>> BEGIN Items
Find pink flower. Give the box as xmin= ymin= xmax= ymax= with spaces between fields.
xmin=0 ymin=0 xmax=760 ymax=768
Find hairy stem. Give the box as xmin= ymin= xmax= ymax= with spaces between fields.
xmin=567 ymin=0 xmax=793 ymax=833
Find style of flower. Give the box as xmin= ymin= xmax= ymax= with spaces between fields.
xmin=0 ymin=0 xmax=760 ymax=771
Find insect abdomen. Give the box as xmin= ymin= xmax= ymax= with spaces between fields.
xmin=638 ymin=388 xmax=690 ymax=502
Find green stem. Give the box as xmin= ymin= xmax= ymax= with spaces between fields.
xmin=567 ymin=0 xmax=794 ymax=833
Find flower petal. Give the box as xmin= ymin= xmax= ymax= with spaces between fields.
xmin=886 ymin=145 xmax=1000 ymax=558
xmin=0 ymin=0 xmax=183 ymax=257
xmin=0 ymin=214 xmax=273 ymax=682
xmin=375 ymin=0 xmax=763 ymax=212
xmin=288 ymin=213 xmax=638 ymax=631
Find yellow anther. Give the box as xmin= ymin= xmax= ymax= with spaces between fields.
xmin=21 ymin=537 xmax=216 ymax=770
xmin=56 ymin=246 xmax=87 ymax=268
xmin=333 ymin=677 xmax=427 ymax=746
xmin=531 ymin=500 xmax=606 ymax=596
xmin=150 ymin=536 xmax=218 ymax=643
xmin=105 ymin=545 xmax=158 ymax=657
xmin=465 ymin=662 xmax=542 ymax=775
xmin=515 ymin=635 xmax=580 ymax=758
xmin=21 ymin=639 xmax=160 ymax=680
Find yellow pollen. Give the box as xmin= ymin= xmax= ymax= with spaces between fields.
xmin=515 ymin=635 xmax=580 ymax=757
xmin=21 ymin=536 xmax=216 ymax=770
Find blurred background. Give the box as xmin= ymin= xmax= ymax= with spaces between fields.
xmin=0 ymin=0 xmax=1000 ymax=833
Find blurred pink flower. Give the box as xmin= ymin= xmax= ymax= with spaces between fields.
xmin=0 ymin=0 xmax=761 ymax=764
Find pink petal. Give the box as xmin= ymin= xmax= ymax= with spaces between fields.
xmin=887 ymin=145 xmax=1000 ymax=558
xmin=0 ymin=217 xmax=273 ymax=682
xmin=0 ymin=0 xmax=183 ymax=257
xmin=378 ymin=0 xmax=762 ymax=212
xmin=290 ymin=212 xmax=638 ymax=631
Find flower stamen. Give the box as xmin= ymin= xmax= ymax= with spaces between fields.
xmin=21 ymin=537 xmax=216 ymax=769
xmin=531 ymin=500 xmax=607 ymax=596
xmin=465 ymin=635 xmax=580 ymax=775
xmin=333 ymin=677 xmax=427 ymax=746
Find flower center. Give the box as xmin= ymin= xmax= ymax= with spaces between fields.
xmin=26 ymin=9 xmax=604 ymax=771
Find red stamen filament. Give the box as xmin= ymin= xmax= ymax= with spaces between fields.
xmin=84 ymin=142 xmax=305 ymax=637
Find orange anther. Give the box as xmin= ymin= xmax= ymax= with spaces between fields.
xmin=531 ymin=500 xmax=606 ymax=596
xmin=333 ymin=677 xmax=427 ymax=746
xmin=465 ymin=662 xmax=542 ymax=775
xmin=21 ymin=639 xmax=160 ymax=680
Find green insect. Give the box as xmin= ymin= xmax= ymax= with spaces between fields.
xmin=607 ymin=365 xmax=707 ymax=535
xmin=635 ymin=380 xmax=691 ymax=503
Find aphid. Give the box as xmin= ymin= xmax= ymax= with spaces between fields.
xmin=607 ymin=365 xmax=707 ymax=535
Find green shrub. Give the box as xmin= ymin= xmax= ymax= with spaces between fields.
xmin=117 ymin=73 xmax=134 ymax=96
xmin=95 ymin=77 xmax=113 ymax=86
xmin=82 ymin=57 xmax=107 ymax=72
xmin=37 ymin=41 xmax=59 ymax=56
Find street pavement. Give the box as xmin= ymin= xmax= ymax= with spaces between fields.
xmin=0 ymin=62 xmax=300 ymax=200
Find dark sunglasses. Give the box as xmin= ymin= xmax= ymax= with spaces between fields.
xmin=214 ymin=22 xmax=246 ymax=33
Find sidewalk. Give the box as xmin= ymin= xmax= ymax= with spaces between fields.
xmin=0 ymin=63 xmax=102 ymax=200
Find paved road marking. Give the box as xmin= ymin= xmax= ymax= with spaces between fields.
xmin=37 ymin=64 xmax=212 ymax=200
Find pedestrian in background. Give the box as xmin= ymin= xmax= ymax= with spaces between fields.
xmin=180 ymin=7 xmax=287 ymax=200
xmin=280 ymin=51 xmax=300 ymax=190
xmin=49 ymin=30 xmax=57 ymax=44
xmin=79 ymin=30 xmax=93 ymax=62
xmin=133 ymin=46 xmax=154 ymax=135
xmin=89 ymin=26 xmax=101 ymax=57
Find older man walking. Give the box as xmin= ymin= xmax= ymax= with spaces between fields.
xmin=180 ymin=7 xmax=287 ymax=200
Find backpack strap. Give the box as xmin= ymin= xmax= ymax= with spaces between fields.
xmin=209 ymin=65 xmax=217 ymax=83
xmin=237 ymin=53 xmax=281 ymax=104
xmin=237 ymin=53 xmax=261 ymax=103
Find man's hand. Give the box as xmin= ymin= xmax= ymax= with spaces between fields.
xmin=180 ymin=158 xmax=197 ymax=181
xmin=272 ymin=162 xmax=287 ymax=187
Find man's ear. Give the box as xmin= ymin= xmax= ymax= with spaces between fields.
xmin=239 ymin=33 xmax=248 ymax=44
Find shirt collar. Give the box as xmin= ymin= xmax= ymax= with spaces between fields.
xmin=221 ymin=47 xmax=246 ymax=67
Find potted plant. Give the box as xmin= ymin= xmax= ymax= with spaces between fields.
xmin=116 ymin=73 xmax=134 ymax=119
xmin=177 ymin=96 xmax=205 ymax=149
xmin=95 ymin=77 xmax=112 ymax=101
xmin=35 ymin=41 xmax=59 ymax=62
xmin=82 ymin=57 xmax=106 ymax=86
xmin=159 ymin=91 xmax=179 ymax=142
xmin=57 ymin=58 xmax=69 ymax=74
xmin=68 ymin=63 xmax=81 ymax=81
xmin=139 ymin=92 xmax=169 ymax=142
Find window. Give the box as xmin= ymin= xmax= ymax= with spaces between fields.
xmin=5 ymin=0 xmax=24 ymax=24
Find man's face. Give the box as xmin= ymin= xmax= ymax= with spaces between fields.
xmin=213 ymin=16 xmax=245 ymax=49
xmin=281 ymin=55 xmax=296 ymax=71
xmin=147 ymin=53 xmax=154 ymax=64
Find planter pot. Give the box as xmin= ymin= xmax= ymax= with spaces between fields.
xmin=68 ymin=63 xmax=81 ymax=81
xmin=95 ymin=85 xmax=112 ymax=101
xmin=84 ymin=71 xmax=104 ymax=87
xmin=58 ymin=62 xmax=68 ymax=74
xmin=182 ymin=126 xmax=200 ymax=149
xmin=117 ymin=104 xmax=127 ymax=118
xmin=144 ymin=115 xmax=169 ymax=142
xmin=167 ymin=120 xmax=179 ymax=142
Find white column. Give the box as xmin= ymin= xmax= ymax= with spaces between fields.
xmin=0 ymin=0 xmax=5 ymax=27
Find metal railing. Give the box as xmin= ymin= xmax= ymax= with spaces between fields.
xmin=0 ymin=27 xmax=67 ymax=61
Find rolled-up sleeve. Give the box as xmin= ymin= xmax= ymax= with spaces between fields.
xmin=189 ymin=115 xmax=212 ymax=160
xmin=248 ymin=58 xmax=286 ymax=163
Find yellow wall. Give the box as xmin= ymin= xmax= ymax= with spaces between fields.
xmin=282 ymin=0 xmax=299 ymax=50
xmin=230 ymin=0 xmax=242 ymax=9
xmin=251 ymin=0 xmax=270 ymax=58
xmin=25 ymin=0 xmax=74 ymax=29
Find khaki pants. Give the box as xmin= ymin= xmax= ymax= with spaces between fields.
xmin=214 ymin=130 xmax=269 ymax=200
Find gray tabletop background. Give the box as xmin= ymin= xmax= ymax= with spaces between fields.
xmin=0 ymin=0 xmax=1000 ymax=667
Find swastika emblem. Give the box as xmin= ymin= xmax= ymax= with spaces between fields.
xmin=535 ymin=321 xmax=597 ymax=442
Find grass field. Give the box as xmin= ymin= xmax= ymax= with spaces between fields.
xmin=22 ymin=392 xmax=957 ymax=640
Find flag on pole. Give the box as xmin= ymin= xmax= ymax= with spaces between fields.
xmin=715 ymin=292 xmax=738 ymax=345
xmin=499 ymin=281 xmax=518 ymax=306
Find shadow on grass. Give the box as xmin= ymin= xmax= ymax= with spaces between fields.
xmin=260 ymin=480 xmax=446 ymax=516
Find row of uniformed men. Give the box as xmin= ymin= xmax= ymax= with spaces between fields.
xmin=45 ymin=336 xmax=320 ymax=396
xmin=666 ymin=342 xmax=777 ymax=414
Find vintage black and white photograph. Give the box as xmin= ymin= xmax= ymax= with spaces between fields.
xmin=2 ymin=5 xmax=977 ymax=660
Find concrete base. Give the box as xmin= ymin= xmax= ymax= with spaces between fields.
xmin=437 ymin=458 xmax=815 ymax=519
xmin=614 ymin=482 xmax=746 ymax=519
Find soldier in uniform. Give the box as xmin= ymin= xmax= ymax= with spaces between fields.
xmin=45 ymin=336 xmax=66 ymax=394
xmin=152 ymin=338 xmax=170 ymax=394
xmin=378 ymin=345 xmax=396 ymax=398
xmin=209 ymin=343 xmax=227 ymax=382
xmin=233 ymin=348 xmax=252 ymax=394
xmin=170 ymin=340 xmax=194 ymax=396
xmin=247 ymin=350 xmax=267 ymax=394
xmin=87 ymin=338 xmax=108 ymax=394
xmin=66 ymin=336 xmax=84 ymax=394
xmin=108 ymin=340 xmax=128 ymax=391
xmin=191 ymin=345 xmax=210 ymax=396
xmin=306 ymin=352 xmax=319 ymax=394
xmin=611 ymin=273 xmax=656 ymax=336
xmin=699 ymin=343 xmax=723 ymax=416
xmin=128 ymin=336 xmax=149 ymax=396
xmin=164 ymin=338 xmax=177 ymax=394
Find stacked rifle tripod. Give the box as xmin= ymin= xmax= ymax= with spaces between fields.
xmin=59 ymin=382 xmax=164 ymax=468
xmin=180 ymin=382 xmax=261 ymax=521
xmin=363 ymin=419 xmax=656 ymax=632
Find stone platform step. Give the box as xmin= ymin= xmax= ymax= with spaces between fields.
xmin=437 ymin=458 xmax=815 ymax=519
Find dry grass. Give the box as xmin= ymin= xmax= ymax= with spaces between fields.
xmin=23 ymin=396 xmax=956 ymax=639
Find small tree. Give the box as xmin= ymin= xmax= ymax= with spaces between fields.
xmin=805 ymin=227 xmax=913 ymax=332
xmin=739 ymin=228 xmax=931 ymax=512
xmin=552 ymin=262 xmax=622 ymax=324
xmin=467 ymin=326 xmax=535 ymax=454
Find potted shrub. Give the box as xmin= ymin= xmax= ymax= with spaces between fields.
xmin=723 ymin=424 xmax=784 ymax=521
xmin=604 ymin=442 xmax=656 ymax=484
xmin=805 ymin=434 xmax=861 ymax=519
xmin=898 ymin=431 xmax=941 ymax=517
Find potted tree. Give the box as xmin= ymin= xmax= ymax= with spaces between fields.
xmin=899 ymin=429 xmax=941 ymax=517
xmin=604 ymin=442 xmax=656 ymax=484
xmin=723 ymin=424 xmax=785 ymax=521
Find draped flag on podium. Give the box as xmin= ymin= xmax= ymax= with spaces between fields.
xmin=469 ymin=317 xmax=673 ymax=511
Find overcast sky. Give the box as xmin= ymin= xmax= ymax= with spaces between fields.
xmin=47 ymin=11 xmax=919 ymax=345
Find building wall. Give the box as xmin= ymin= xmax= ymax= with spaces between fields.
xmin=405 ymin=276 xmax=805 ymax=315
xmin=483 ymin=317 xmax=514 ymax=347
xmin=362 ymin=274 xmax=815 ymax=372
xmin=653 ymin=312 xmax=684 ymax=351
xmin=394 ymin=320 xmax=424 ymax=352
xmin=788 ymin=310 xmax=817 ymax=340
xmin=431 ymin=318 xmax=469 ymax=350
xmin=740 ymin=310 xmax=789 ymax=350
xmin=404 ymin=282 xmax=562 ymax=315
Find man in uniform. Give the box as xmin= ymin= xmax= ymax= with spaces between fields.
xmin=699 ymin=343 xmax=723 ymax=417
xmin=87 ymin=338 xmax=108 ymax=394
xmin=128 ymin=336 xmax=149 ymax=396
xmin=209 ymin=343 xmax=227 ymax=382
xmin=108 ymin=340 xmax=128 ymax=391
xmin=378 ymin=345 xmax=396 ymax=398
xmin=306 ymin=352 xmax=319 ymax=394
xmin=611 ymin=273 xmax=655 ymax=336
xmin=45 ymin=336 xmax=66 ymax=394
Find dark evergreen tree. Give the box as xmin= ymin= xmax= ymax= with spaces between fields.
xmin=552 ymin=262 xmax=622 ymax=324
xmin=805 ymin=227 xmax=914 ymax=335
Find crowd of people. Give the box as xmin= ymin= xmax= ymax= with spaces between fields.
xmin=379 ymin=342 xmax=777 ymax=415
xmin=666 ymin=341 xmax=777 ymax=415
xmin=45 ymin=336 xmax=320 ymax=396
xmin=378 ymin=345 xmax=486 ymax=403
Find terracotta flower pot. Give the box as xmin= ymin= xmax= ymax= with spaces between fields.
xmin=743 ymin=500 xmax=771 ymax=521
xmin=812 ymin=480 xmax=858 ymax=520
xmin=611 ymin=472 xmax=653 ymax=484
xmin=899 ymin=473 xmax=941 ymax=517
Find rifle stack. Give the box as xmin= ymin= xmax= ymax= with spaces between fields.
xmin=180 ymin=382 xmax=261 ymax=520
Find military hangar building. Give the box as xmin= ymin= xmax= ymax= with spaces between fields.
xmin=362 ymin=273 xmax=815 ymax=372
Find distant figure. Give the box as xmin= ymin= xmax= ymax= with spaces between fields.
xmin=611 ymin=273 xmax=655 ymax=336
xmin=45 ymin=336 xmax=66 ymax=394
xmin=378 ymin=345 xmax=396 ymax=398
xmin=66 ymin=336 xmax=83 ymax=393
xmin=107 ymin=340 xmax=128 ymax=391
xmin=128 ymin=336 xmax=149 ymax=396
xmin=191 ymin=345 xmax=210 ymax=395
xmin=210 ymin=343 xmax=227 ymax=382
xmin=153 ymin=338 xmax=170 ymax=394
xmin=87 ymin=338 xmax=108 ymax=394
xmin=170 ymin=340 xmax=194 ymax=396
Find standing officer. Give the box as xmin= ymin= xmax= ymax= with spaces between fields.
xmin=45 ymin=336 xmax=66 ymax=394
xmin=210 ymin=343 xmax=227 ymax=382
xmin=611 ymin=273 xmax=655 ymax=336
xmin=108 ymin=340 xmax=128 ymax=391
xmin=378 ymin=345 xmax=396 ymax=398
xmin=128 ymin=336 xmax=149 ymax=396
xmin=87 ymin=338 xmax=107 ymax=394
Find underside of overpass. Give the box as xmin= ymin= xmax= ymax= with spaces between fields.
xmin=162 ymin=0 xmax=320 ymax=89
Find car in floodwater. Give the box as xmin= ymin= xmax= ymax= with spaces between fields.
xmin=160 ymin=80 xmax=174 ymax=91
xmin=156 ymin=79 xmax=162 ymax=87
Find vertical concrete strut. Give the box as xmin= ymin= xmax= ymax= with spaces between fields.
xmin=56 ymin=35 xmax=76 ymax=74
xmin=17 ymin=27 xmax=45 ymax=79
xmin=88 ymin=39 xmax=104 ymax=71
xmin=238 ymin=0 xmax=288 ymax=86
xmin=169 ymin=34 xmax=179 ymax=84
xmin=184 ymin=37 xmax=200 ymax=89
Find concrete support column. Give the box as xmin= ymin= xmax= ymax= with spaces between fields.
>> END Items
## Task goal
How many lines in the material above contain the string "column"? Case counts. Reply with the number alone.

## Output for this task
2